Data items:

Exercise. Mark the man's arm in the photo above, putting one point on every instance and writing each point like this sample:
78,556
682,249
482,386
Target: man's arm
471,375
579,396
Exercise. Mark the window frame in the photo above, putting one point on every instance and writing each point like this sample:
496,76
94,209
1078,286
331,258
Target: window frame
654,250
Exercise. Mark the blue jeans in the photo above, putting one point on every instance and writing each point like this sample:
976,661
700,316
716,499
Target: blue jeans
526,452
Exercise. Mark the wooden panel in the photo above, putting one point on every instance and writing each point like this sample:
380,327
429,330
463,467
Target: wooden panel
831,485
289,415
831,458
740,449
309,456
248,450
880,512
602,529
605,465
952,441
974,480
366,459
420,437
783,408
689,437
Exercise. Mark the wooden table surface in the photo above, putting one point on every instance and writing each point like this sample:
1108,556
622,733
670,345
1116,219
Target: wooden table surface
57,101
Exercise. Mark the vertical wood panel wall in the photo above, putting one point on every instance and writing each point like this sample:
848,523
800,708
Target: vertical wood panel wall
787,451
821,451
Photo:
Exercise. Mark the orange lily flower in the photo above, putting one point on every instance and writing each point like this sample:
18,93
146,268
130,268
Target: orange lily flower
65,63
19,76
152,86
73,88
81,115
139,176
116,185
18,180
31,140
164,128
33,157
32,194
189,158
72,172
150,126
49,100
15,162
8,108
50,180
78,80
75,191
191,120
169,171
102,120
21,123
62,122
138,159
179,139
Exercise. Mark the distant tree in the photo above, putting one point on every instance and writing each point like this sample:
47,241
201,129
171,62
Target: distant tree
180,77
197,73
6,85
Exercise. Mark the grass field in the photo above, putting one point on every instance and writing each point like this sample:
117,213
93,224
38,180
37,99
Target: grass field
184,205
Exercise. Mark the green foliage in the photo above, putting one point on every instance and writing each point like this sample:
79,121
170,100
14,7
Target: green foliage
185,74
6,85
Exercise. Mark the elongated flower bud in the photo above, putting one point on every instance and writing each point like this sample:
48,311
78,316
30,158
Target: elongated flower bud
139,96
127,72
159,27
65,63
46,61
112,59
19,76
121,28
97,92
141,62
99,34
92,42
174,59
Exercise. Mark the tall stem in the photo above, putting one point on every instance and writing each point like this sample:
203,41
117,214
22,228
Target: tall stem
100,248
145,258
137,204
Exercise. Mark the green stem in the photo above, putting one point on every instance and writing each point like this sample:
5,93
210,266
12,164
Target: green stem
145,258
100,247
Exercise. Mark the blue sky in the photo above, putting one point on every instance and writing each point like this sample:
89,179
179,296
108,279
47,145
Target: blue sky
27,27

### WHAT IS BEING ASKED
Word for word, retype each record.

### TASK ANSWER
Exercise. Mark the man's arm in the photo above, putting one point on every instance and writing each point like this sample:
78,556
682,249
482,386
Target: man's arm
471,375
579,396
Exercise. Mark the window frame in the photo above, putting one point on every instance and writing each point like this sample:
496,76
94,209
1078,286
331,258
Target: window frame
654,250
Exercise. Mark the blue jeans in the photo above, putting one point on every instance and writing each point like this sample:
976,661
700,316
716,499
Target: blue jeans
526,452
Exercise. Mark the wooden panel in the photo above, putting one point on every instance and writing each point like this sample:
380,327
429,330
463,467
Target: wooden panel
831,485
289,415
831,458
740,449
309,456
248,450
880,512
602,529
605,465
952,441
974,480
366,459
420,437
783,408
689,437
Exercise. Mark the wooden table surface in the photo above, putting one point on every instance and writing each point like this sample:
1108,556
622,733
670,345
1116,219
Target: wooden table surface
57,101
Exercise. Mark the vertical wood panel wall in the photo above, putting one point on every instance and writing each point like this sample:
848,523
800,708
Target: vertical wood panel wall
787,451
821,451
Photo:
Exercise. Mark the orange lily flower in the photo above, putting one point on every instance and writing each point like this sample:
18,93
146,268
130,268
Target: orange lily flower
65,63
19,76
152,86
73,88
81,115
139,176
116,185
18,180
31,140
164,128
33,157
32,194
189,158
72,172
150,126
49,100
15,162
8,108
50,180
78,80
75,191
191,120
169,171
102,120
21,123
62,122
138,159
179,139
Exercise. Mark the distant tree in the photo above, putting one point on every instance and writing each point like this sample:
47,241
201,129
171,62
Target: distant tree
180,77
197,73
6,85
Exercise. Mark the grass field in the photo above, putting one point on every instance and writing each point like this sample:
117,213
93,224
38,180
37,99
Target: grass field
184,205
Exercise. Mark the green foliage in the photo above, putting one point on every instance and writing each point like this sample:
79,121
170,100
14,7
Target: green foliage
185,74
6,85
Exercise. Mark the elongated flower bud in the photo above, putting one point on every instance and writing each point like this sample:
48,311
78,316
30,158
Target: elongated flower bud
139,96
127,72
159,27
65,63
46,61
112,59
19,76
121,28
97,92
141,62
99,34
92,42
174,59
Exercise. Mark the tall stem in the photo above, putting one point on every instance and writing each point like this sample:
203,41
117,214
22,228
Target: tall stem
100,248
145,258
137,204
Exercise. Mark the green stem in the photo above, putting one point on every instance and writing each point like this sample:
5,93
210,266
12,164
Target: green stem
145,258
100,247
Exercise. Mark the blue sky in the photo above, putting one point on every instance and writing each point like this sample:
89,179
179,296
108,279
47,145
Target: blue sky
27,27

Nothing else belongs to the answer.